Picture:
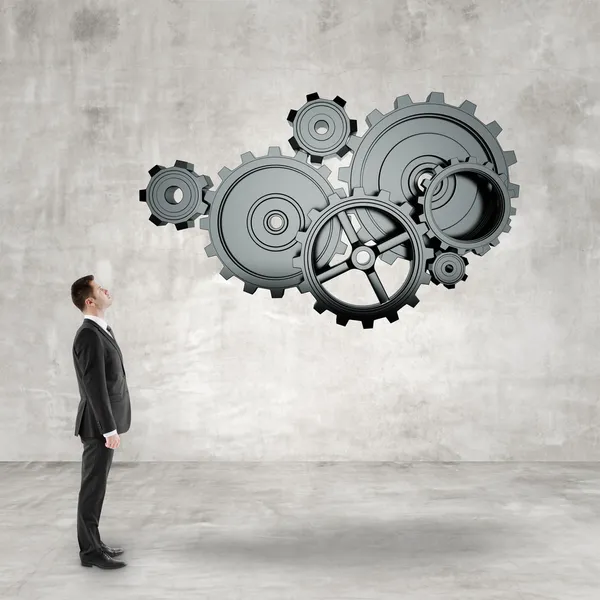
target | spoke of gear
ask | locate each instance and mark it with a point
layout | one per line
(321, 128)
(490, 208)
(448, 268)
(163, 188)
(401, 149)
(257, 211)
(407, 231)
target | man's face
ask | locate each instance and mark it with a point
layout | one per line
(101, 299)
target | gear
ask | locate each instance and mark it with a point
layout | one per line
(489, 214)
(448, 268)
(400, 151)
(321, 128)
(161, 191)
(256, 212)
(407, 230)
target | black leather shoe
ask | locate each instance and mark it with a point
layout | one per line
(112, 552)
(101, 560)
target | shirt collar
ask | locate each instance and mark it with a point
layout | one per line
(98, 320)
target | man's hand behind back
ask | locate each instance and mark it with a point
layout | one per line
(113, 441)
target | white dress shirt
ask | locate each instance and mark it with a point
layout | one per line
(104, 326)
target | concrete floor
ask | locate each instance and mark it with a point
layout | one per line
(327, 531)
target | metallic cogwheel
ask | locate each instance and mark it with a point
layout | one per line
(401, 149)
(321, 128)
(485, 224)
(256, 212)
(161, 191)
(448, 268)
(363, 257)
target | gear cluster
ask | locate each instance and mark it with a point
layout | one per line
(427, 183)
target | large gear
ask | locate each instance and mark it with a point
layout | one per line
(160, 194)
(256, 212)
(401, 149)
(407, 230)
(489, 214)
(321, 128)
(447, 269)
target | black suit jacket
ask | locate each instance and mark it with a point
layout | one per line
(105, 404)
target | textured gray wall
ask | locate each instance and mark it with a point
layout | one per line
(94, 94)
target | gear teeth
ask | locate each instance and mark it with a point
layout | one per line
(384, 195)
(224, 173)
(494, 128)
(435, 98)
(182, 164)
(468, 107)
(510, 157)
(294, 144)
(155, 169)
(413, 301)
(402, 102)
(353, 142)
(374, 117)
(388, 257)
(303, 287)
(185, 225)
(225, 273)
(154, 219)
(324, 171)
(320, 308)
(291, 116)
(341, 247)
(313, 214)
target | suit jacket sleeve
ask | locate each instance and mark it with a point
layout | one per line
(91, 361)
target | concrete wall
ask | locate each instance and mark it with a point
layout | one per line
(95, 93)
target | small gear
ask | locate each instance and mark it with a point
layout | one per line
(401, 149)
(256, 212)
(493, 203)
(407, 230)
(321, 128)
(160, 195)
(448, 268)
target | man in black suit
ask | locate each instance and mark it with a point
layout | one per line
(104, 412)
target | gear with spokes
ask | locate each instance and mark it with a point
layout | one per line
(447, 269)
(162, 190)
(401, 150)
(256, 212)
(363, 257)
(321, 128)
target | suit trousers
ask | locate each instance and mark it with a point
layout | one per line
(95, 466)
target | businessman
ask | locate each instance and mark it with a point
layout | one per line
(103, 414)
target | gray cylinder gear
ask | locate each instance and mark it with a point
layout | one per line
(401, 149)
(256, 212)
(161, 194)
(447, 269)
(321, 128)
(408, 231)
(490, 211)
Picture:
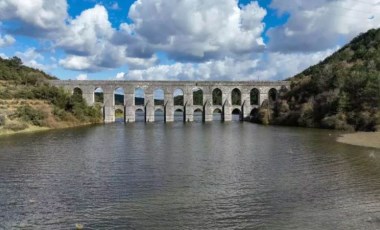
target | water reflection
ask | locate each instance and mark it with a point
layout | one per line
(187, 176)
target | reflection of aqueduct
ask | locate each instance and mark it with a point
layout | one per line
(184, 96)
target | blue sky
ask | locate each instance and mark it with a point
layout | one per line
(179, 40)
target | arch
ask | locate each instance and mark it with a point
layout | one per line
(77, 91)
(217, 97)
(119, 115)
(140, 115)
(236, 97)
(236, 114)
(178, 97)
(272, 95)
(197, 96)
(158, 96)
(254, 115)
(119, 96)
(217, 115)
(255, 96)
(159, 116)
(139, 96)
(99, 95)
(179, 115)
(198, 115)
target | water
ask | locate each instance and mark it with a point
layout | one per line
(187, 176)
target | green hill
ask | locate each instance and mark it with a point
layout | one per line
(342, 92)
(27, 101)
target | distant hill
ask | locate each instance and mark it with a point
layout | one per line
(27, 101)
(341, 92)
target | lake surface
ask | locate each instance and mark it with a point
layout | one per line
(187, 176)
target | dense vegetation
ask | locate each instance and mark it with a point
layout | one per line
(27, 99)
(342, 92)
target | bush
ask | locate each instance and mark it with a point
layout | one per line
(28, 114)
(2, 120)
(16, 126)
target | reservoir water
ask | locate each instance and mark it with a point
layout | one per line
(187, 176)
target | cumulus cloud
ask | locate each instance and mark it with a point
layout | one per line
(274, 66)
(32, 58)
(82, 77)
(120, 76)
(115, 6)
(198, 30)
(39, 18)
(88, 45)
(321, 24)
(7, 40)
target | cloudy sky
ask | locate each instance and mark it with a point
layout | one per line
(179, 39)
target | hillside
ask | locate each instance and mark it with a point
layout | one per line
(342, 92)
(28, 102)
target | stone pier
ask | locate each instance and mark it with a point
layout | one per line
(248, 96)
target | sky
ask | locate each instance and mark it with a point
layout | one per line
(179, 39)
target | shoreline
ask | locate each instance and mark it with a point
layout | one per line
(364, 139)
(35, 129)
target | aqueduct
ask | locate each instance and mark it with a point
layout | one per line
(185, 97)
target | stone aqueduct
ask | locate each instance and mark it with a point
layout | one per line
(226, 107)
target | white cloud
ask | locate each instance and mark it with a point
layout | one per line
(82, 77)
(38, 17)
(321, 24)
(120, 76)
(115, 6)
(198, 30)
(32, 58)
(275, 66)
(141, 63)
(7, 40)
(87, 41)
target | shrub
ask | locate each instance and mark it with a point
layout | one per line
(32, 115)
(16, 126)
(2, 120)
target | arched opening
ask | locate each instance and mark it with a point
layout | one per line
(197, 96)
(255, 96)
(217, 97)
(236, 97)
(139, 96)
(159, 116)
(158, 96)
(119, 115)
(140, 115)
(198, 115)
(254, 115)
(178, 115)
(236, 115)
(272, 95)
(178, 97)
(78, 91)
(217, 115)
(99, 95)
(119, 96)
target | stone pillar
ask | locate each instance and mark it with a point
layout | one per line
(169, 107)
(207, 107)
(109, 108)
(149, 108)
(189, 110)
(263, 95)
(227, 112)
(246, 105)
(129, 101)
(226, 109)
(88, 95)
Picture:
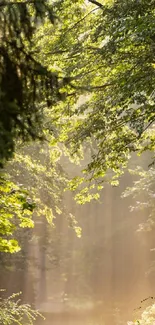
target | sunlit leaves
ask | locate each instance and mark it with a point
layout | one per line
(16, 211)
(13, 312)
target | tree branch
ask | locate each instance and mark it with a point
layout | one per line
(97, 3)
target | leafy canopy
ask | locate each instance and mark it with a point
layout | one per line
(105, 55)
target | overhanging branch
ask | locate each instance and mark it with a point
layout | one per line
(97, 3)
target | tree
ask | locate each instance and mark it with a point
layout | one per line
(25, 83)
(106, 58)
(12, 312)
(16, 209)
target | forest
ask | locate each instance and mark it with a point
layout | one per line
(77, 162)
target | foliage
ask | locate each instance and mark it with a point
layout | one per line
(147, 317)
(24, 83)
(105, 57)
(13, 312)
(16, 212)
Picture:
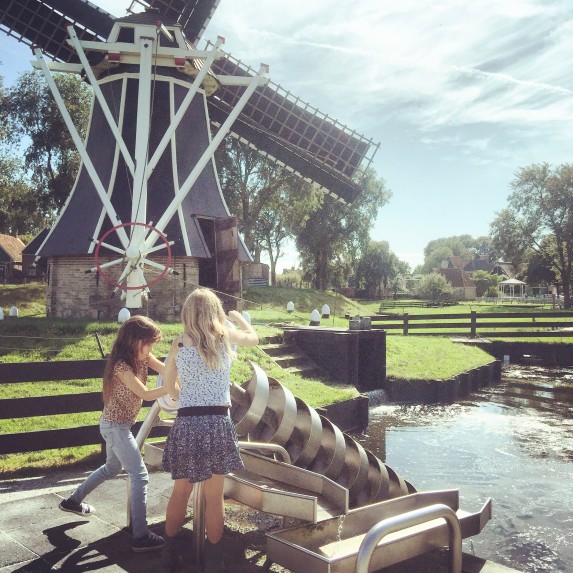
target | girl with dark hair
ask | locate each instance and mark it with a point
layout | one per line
--------------------------------------------------
* [Written problem] Quote the listing above in full, except for the pictures.

* [Full output]
Picture:
target | spoke of gear
ask | locate each instance and mark it with a point
layout | one per line
(321, 128)
(490, 208)
(448, 268)
(163, 188)
(401, 149)
(257, 211)
(407, 231)
target | man's face
ask | locate each instance and mark it with a point
layout | one per line
(101, 299)
target | gear
ask | locate each instance and mark it with a point
layout | one per line
(489, 214)
(448, 268)
(400, 151)
(321, 128)
(161, 191)
(256, 212)
(407, 230)
target | black leather shoe
ask | locate each instance and mark it with a point
layout | one per line
(112, 552)
(101, 560)
target | shirt collar
ask | locate each instance and mark it with a point
layout | one per line
(98, 320)
target | man's hand behind back
ask | locate each instance and mark it with a point
layout | one per line
(113, 441)
target | white dress shirt
ask | locate each instance and mark it with a point
layout | one per line
(104, 326)
target | concrete floor
ask | locate each instance and mark it with a point
layout | one per line
(327, 531)
target | metallic cogwheel
ask | locate each instance and mark it with a point
layout | one per line
(401, 149)
(321, 128)
(485, 224)
(256, 212)
(161, 191)
(448, 268)
(363, 257)
target | gear cluster
ask | locate each instance and mark it with a point
layout | one per line
(427, 183)
target | large gear
ask | locate each instance and mark it with a point
layout | one per line
(160, 194)
(256, 212)
(401, 149)
(407, 230)
(489, 214)
(321, 128)
(447, 269)
target | black suit jacket
ask | locate each instance and mark it with a point
layout | one per line
(105, 404)
target | textured gray wall
ask | locate each instance and mark it with a point
layout | one per line
(94, 94)
target | gear teeth
ask | locate each instance and mark it with a point
layout | one per line
(384, 195)
(224, 173)
(494, 128)
(435, 98)
(182, 164)
(468, 107)
(510, 157)
(294, 144)
(155, 169)
(413, 301)
(402, 102)
(353, 142)
(374, 117)
(388, 257)
(303, 287)
(185, 225)
(225, 273)
(154, 219)
(324, 171)
(320, 308)
(291, 116)
(341, 247)
(313, 214)
target | suit jacket sleeve
ask | locate each instance and mark it with a point
layout | one per line
(91, 361)
target | concrete wall
ask | locate each instance and mark it with a point
layout | one per line
(95, 93)
target | small gear
ask | locate each instance and mark it with a point
layout | one per line
(401, 149)
(256, 212)
(493, 203)
(407, 230)
(321, 128)
(160, 195)
(448, 268)
target | man in black suit
ask | locate each instance and mark it with a point
layout | one per line
(104, 412)
target | gear with spokes
ask | locate each instance and mark it with a point
layout | one per line
(447, 269)
(162, 190)
(401, 150)
(256, 212)
(363, 257)
(321, 128)
target | suit trousers
ask | locate each instance and mark it with a point
layout | one per line
(95, 466)
target | businessman
ask | locate each instance and mark it with a point
layout | one per line
(103, 414)
target | gray cylinder gear
ask | locate each instance and mark it with a point
layout | one per line
(401, 149)
(256, 212)
(161, 194)
(447, 269)
(321, 128)
(408, 231)
(490, 211)
Picture:
target | water reflection
ask | locate each instance and mark it with a point
layout | one per line
(187, 176)
target | reflection of aqueduct
ask | locate each instance and mark it with a point
layout | one per line
(184, 96)
target | blue sky
ask | locate each instance and mark it with a point
layout | one per line
(179, 40)
target | arch
ask | locate each instance and mark it with a point
layout | one per line
(77, 91)
(217, 97)
(119, 115)
(140, 115)
(236, 97)
(236, 114)
(178, 97)
(272, 95)
(197, 96)
(158, 96)
(254, 115)
(119, 96)
(217, 115)
(255, 96)
(159, 116)
(139, 96)
(99, 95)
(179, 115)
(198, 115)
target | water
ask | locate each instance and mark it with a point
layout | one per line
(187, 176)
target | green hill
ask | locate each instance and mark it with a point
layout | one per line
(342, 92)
(27, 101)
target | distant hill
ask | locate each instance and mark it with a point
layout | one per line
(27, 101)
(341, 92)
target | lake surface
ask | locate each instance and mark it with a point
layout | one per line
(187, 176)
target | dense vegetation
ask | locate each instance and mark it with a point
layout | one per line
(27, 99)
(342, 92)
target | bush
ask | locate each instance and mark it with a point
layout | one per line
(28, 114)
(2, 120)
(16, 126)
target | reservoir water
ask | locate each instance and mark it with a point
layout | one per line
(187, 176)
target | cumulus cloud
ask | locate each instance and mark it with a point
layout | one per line
(274, 66)
(32, 58)
(82, 77)
(120, 76)
(115, 6)
(198, 30)
(39, 18)
(88, 45)
(321, 24)
(7, 40)
target | cloudy sky
ask | locate each instance and mark it with a point
layout | one per line
(179, 39)
target | hillside
ask | locate each instance and mark it with a point
layout | one per line
(342, 92)
(28, 102)
target | stone pier
ask | locate each instance and mark it with a point
layout | one per line
(248, 96)
target | sky
ask | locate each instance and mark it with a point
layout | one per line
(179, 39)
target | shoreline
ask | locate each instance and mark it with a point
layout | one per line
(364, 139)
(35, 129)
target | aqueduct
ask | locate each instance and mark it with a point
layout | one per line
(185, 97)
target | stone aqueduct
ask | locate each instance and mark it with a point
layout | one per line
(226, 107)
target | white cloud
ask | locate each instance and mark it with a point
layout | one per line
(82, 77)
(38, 17)
(321, 24)
(120, 76)
(115, 6)
(198, 30)
(32, 58)
(275, 66)
(141, 63)
(7, 40)
(87, 41)
target | shrub
ask | locate each instance and mark it with a point
layout | one per line
(32, 115)
(16, 126)
(2, 120)
target | arched opening
ask | locate each instance and mark it with a point
layout | one per line
(197, 96)
(255, 96)
(217, 97)
(236, 97)
(139, 96)
(159, 116)
(158, 96)
(119, 115)
(140, 115)
(198, 115)
(254, 115)
(178, 115)
(236, 115)
(272, 95)
(178, 97)
(78, 91)
(217, 115)
(99, 95)
(119, 96)
target | stone pillar
ask | locate each instance and mark it with a point
layout | one per line
(169, 107)
(207, 107)
(109, 108)
(149, 108)
(189, 110)
(263, 95)
(227, 112)
(246, 105)
(129, 101)
(226, 109)
(88, 95)
Picture:
target | sunlit leaves
ask | locate each instance and mark it with a point
layout | one per line
(16, 211)
(13, 312)
target | tree branch
ask | locate each instance and mark it with a point
layout | one per line
(97, 3)
target | leafy canopy
ask | locate each instance and mark it with a point
layout | one per line
(105, 55)
target | overhanging branch
ask | locate each instance and mark it with a point
layout | one per line
(97, 3)
target | tree
ask | locate each instance and mark it with a point
layout | one per line
(25, 83)
(106, 58)
(12, 312)
(16, 209)
target | forest
ask | locate each instance and mark it with a point
layout | one per line
(77, 162)
target | foliage
ask | locate each instance and mark it with a point
layout | one per line
(147, 317)
(24, 83)
(105, 57)
(13, 312)
(16, 212)
Picture:
target | girl with dark hair
ask | locate each instance and mark it with a point
layout | one per line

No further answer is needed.